» 読解文:
********

詩はどこにあるか(谷内修三の読書日記)

日々、読んだ本の感想。ときには映画の感想も。

井川博年「バスに乗って」

2008-12-27 14:24:18 | 詩(雑誌・同人誌)
井川博年「バスに乗って」(「現代詩手帖」2008年12月号)

 井川博年「バスに乗って」の初出誌紙は「読売新聞」2008年04月01日。
 ことばはいつまで生きているのだろう、と思った。ことばに「死」はないかもしれないが、それでもふとそんなことを思った。あまりにも、ことばが古い。

バスに乗って田舎に帰った。
老いた両親の待っている
山の麓の小さな村へ
父と母の喜ぶ甘いものと
近所のひとに配る都会の土産を
新品の鞄につめて手にさげ
月賦で求めた背広を着て
新しい靴を履いて
石ころだらけの山道を一時間
満員のバスにゆられ

 「山の麓」「小さな村」「甘いもの」「都会」「新品」「月賦」「背広」。どのことばも知っている。知っているけれど、いま、私はそういうことばをつかわない。私はたぶん井川の書いている「山の麓の小さな村」よりはるかに山奥の、はるかに小さい集落の生まれだが(今ではバスは1日2便である。家の近くではどこでも留めて降りることができる)、それでも、いまは、そういうことばをつかわない。私の生まれ育った集落のひとももうそういうことばをつかわない。
 井川はなぜこんなことばをつかったのだろう。
 詩のつづき。

********

» データ内容:
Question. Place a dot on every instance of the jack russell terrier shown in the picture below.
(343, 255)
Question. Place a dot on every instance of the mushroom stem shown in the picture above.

********

» 練習問題:
A – 「バスに乗って」についての文章にある一文「井川はなぜこんなことばをつかったのだろう。」を英語に訳しなさい。
B – 「バスに乗って」についての文章を、最後の一文のあとから書き継ぎなさい。

» 解答:
A – Why did Igawa use words like these?

B –
そうしてようやく
村の入口のバス停に着く
そこからは暗くなりはじめた村道を
両親の家まで駆けて行くのだ
はや明かりの灯いている
古いなつかしい家の方へ

 ことばはどんどん古くなる。「はや」。あ、こんなことばを井川は日常的につかっているのだろうか。
 これは、現実を描いているのだろうか。
 2連目。

バスに乗って田舎から帰った。
両手にいっぱいの手土産を持って
手を振りながらバス停に急ぐ
がらがらのバスに飛び乗ると
土産物を棚に上げたまま
旅行者のふりをして知らぬふり
窓ガラスに映る泣きべその
顔ばかり見ているのだ

 詩はまだまだつづくのだが、この連には1連目のような「古い」ことばはない。(あとでふれる「夜行列車」が唯一の例外だが。)そのかわり、びっくりするようなことが書かれている。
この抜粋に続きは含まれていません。